## [Raw data]
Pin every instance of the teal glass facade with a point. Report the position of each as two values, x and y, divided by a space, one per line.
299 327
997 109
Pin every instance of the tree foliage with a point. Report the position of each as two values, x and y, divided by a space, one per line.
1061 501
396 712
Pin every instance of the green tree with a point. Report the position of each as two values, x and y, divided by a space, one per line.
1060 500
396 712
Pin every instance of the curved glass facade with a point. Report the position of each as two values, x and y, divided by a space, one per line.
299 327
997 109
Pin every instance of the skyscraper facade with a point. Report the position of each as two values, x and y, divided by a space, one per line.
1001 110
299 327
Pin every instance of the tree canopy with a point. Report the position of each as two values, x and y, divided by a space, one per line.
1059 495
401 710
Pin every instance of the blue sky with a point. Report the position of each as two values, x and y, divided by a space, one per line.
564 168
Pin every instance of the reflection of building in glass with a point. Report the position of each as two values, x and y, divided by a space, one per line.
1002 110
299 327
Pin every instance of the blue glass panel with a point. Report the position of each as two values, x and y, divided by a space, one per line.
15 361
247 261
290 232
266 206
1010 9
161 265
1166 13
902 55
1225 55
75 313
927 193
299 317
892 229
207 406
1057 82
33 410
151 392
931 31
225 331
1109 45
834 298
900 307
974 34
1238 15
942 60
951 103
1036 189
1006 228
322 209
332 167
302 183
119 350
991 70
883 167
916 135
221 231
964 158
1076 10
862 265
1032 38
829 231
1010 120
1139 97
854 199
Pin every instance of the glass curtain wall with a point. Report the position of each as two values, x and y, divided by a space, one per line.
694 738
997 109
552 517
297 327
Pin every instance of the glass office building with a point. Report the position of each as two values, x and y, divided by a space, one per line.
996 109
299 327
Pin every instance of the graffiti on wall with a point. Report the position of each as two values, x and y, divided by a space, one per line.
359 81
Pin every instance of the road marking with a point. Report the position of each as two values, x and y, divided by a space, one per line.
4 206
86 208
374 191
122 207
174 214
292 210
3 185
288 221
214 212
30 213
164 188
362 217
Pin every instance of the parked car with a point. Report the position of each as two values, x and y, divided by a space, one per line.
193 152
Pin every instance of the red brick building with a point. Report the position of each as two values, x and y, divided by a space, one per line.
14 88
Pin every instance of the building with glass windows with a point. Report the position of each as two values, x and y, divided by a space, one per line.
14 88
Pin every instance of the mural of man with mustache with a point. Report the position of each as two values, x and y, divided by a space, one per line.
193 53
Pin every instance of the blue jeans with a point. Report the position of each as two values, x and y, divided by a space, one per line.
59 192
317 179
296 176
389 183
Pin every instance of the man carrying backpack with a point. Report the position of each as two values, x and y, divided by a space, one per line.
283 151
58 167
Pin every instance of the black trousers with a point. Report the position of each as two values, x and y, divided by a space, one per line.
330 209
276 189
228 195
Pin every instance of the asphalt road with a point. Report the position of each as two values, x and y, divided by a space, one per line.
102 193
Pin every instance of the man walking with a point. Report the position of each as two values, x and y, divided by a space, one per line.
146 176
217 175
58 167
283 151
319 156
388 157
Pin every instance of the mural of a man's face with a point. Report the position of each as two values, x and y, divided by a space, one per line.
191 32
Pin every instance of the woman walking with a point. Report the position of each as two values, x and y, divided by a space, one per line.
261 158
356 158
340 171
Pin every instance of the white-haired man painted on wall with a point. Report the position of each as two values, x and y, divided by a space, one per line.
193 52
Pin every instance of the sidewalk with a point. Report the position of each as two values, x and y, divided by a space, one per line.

## [What the exercise asks]
Can you rewrite the data from the line with "Pin every instance of the white-haired" to the last line, both included, with the requests kept and 123 added to every coordinate in the answers?

## [Task response]
Pin every instance of the white-haired man painted on wall with a point. Report the position of each as two values, x and y, divided by a space, one per line.
316 175
Pin every instance of the sidewalk with a point. Report the position of each as two values, x and y, divided by a space, one per line.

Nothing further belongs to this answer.